_Given information_
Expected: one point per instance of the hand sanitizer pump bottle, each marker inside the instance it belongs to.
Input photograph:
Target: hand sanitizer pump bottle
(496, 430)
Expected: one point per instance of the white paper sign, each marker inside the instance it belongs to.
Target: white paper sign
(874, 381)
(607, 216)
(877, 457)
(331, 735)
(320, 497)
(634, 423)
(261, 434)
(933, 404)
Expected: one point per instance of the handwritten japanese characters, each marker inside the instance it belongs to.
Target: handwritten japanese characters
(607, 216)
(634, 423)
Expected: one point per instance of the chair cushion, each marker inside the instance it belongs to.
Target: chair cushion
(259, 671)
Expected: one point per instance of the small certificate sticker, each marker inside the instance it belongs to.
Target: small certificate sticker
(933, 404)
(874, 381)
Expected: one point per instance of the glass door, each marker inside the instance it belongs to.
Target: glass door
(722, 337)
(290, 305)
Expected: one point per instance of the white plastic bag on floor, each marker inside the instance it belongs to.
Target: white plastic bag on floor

---

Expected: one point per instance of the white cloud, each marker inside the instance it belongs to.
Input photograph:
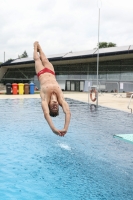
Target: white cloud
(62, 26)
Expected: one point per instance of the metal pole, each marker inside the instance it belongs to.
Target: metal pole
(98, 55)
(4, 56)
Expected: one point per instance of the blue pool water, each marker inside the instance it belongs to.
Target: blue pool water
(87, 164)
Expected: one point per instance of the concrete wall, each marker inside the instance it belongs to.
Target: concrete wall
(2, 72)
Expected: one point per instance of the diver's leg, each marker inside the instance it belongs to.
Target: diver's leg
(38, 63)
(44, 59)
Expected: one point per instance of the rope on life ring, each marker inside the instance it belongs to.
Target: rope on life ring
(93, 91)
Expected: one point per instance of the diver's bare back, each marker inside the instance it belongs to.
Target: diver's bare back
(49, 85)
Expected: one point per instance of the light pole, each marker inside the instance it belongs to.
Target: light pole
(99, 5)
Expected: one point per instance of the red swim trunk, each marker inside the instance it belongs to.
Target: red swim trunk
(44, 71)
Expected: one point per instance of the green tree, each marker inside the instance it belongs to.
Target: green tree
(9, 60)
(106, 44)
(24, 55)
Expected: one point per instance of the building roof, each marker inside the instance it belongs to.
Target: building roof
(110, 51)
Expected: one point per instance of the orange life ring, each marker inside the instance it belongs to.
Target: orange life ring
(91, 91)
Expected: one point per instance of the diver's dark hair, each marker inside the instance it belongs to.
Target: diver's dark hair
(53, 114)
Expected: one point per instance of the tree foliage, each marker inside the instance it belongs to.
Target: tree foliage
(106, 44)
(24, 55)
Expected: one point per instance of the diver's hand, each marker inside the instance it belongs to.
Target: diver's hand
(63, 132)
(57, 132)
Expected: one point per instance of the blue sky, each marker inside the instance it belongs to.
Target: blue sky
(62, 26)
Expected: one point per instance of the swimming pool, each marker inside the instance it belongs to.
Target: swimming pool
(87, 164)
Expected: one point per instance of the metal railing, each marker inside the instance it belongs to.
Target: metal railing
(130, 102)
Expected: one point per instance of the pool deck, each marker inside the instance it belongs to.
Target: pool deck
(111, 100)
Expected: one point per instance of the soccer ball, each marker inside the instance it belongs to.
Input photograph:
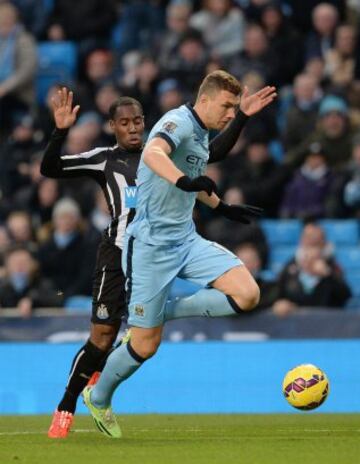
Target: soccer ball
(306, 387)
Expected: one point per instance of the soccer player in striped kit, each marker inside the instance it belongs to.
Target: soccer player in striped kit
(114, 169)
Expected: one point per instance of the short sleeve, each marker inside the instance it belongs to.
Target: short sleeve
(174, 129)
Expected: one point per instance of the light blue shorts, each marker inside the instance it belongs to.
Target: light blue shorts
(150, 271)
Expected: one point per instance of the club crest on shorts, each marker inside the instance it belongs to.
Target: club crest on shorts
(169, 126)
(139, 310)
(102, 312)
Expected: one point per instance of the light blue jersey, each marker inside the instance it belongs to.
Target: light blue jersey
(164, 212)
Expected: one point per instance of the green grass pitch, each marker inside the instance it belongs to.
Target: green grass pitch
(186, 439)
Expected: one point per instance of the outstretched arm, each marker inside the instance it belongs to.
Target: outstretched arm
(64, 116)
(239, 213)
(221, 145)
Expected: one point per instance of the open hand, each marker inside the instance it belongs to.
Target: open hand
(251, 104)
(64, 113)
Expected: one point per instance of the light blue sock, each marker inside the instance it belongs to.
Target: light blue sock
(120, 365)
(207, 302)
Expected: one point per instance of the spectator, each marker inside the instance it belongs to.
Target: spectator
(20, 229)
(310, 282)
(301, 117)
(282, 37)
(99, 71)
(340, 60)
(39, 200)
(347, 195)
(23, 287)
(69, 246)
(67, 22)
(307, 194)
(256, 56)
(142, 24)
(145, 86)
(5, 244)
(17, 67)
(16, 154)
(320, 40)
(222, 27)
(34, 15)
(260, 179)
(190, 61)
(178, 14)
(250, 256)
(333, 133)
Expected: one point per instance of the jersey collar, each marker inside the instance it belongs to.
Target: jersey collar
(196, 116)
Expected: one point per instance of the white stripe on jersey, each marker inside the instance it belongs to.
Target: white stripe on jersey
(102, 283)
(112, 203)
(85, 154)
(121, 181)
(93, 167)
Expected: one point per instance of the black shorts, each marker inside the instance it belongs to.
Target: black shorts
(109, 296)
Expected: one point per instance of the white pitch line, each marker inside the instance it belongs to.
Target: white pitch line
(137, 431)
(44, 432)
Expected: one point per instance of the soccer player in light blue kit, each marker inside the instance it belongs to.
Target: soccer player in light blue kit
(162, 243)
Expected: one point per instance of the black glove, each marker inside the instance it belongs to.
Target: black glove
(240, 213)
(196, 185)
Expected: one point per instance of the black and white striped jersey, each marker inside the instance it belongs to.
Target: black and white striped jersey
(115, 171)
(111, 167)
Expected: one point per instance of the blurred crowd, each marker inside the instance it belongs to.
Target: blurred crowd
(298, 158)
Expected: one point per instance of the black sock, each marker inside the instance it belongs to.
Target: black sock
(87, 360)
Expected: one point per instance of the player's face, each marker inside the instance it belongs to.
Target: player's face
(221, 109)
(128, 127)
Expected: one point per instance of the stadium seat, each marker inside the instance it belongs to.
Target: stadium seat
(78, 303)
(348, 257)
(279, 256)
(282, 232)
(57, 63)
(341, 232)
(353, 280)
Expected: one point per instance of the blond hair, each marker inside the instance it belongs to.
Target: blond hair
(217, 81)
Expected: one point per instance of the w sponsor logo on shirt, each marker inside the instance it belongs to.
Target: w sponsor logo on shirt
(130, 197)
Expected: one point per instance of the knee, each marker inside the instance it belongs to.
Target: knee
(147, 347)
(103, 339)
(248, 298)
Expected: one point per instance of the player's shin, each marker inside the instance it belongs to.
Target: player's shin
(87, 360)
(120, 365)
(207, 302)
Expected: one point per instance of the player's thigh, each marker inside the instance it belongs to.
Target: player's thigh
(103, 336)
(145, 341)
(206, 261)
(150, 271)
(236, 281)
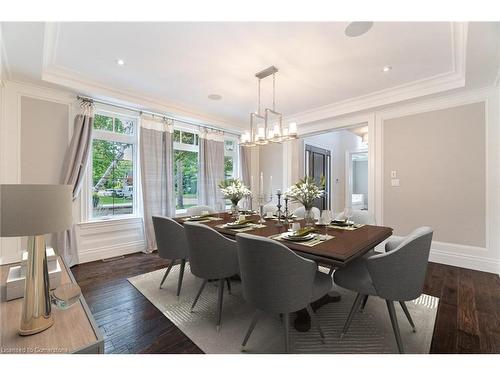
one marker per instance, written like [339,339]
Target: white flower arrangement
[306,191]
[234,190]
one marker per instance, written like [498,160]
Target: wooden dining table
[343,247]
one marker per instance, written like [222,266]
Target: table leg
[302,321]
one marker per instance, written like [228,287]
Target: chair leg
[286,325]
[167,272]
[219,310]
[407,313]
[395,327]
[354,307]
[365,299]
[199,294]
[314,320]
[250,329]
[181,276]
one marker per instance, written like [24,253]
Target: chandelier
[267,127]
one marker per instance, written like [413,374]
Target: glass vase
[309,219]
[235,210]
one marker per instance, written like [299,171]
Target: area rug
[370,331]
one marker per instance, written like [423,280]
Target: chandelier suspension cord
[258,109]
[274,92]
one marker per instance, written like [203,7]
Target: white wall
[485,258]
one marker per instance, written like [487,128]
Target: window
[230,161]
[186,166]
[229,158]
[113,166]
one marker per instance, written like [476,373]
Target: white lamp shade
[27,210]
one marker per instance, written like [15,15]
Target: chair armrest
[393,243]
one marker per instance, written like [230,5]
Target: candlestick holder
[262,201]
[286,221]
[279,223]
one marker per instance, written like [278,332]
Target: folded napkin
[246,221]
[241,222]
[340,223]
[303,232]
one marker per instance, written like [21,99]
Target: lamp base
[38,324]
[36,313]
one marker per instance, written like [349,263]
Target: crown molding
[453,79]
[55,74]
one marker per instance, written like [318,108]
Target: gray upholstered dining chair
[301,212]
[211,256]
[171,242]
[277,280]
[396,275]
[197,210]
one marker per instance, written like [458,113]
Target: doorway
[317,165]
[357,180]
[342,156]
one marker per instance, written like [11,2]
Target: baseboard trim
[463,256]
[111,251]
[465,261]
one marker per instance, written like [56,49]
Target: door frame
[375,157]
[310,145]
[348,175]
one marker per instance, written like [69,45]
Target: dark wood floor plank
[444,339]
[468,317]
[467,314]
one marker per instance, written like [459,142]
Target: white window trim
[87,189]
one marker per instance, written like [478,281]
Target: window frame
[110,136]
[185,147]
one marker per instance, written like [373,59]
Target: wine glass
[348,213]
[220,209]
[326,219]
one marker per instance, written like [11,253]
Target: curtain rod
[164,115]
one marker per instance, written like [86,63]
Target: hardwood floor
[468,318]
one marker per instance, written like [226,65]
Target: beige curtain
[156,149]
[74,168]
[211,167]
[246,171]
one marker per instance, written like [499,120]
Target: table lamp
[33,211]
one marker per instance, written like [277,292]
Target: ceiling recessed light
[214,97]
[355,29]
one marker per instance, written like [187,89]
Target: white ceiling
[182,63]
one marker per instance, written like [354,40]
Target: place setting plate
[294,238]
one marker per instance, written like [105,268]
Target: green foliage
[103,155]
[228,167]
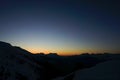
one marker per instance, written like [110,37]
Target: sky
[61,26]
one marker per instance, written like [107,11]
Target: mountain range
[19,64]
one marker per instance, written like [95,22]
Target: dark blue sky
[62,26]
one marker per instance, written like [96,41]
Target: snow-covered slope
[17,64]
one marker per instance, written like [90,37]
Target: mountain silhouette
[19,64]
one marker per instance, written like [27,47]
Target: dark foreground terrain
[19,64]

_What you should do_
Taking the line with "Expected: one point per instance of the concrete" as the first and the line with "Expected: one point per instance of the green tree, each" as the last, retype that stretch of the data above exactly, with no other lines.

_Answer below_
Expected: one point per instance of the concrete wall, each marker inside the instance it belongs to.
Target: concrete wall
(2, 72)
Expected: one point per instance of the diver's leg, each marker inside the instance it belongs to.
Target: diver's leg
(38, 63)
(44, 59)
Expected: one point per instance of the rope on life ring, each marker inside the instance it belongs to.
Target: rope on life ring
(93, 91)
Expected: one point per instance of the diver's bare back, each marker inside the instance it belongs to.
Target: diver's bare back
(49, 85)
Expected: one point per instance of the light pole, each marker inside the instance it belongs to.
Target: light pole
(99, 5)
Expected: one point per instance of the red swim trunk, each marker inside the instance it belongs to.
Target: red swim trunk
(44, 71)
Expected: one point per instance of the green tree, each marker inside the instance it belongs to.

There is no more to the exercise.